• _ASSIGNED TASK_
Set down each record that follows exactly. Drop the images.

*** MATERIAL FOR THIS EXERCISE ***

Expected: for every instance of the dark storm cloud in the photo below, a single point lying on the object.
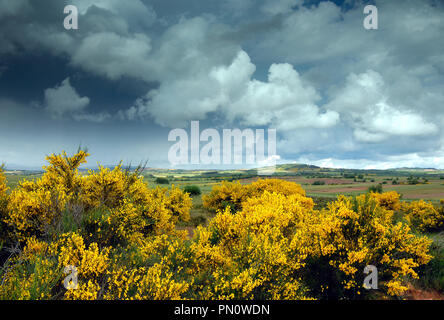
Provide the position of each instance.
(337, 93)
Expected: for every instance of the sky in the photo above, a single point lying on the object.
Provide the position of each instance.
(337, 94)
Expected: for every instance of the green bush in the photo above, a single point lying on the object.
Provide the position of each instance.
(192, 190)
(162, 181)
(376, 188)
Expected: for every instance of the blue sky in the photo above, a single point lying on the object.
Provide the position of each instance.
(339, 95)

*** End of MATERIAL FOR THIS EXERCISE ***

• _EXERCISE ANSWER_
Expected: for every instance of the dark storm cloud in the photo below, a single point lying on the object.
Provide the position of each instance.
(337, 93)
Expected: for every instance of the sky in the photo above, a single point lying on the object.
Provide the position of each instance.
(337, 94)
Expected: for every instance of the green bush in the photo above, a single point lying on the object.
Provide the position of each instance.
(192, 190)
(162, 181)
(376, 188)
Expected: for every instance of the blue sky in the photo above, a single point lying on the object.
Provide the position of each instance.
(339, 95)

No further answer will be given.